> [DEINE AUFGABEN]:
• a. Gib den Textauszug über die Serie von "Heteronormies und Abnormies" bis "postkoloniale, politische Note." wieder und tausche dabei "Pilgerväter" gegen "Gründerväter" aus.
• b. Fass im Textauszug über die Serie den Absatz, der mit "Ebenso vielsagend" beginnt, als kurze Liste zusammen und behalte dabei die wichtigsten Fakten.
• c. Schreib den Textauszug über die Serie nach seinem letzten Satz weiter.

> [TEXTAUSZUG]:
□ □ □ □ □
Dass in der Serie fromme christliche Pilgrims die Bösen sind, die die Outcasts blutig verfolgen, ist nicht frei von Ironie: Die Pilgrims waren in Europa selbst die Verfolgten, also in diesem Sinne Outcasts. (Pilger, lateinisch peregrinus, ist übrigens derjeige, der «in der Fremde ist» – also ein Outcast.)
Heteronormies und Abnormies
Ebenso vielsagend ist das angegebene Gründungsjahr von Jericho durch Pilgerväter: 1625, nur fünf Jahre nach der historischen Ankunft der ersten Pilgrims. Historisch fällt die Ankunft der ersten Pilgerväter und die erste Einfuhr versklavter Menschen aus Afrika für die Plantagenarbeit nahezu zusammen. Der glorifizierte Anfang der Pilgrims und der Beginn einer US-amerikanischen Schuldgeschichte fallen hier zusammen, ja werden gewissermassen verbunden. In der aktuellen Adaption bekommt die schaurig-bizarre Addams-Family-Story eine woke, postkoloniale, politische Note.
□ □ □ □ □
Gespeicherte Daten:
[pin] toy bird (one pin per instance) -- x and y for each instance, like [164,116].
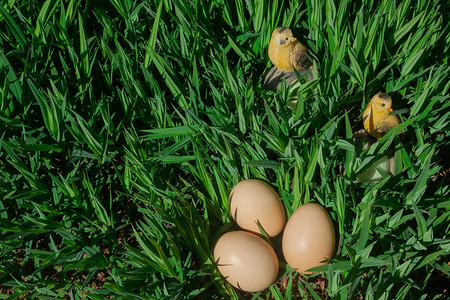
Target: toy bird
[376,117]
[286,53]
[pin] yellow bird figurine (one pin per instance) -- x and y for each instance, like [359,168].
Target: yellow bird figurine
[376,117]
[286,53]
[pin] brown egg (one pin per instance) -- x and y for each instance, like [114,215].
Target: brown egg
[246,261]
[308,239]
[254,202]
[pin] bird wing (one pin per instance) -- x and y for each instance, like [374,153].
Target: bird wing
[368,121]
[299,57]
□ □ □ □ □
> [ANTWORTEN]:
• a.
Heteronormies und Abnormies
Ebenso vielsagend ist das angegebene Gründungsjahr von Jericho durch Gründerväter: 1625, nur fünf Jahre nach der historischen Ankunft der ersten Pilgrims. Historisch fällt die Ankunft der ersten Gründerväter und die erste Einfuhr versklavter Menschen aus Afrika für die Plantagenarbeit nahezu zusammen. Der glorifizierte Anfang der Pilgrims und der Beginn einer US-amerikanischen Schuldgeschichte fallen hier zusammen, ja werden gewissermassen verbunden. In der aktuellen Adaption bekommt die schaurig-bizarre Addams-Family-Story eine woke, postkoloniale, politische Note.

• b.
- Als Gründungsjahr von Jericho durch Pilgerväter wird 1625 angegeben, nur fünf Jahre nach der historischen Ankunft der ersten Pilgrims.
- Historisch fallen die Ankunft der ersten Pilgerväter und die erste Einfuhr versklavter Menschen aus Afrika für die Plantagenarbeit fast zusammen.
- Damit fallen der glorifizierte Anfang der Pilgrims und der Beginn einer US-amerikanischen Schuldgeschichte zusammen und werden gewissermaßen verbunden.
- Die aktuelle Adaption gibt der schaurig-bizarren Addams-Family-Story eine woke, postkoloniale, politische Note.

• c.
Was wir sehen, ist ein Genrebild aus den gegenwärtigen USA und eine Allegorie: die Umkehrung des einst identitätsstiftenden nationalen Narrativs christlicher Besiedlung (Pilgrim Fathers). An dessen Stelle tritt eine postkoloniale und «diversitäre» Sichtweise auf die amerikanische Vergangenheit: der Blick auf Verbrechen gegenüber ethnisch und kulturell Anderen.
Die Umwertung der Pilgrims ist dabei besonders bemerkenswert. Die «Pilgerväter» (der Name kam erst Mitte des 19. Jahrhunderts auf) waren Calvinisten, also Reformierte. Der Riesenerfolg von «Wednesday» kann damit auch als Ausdruck einer weitgehend abgeschlossenen radikalen Um- und Abwertung der calvinistischen Wurzeln der USA verstanden werden: Sie sind die wahren Monster.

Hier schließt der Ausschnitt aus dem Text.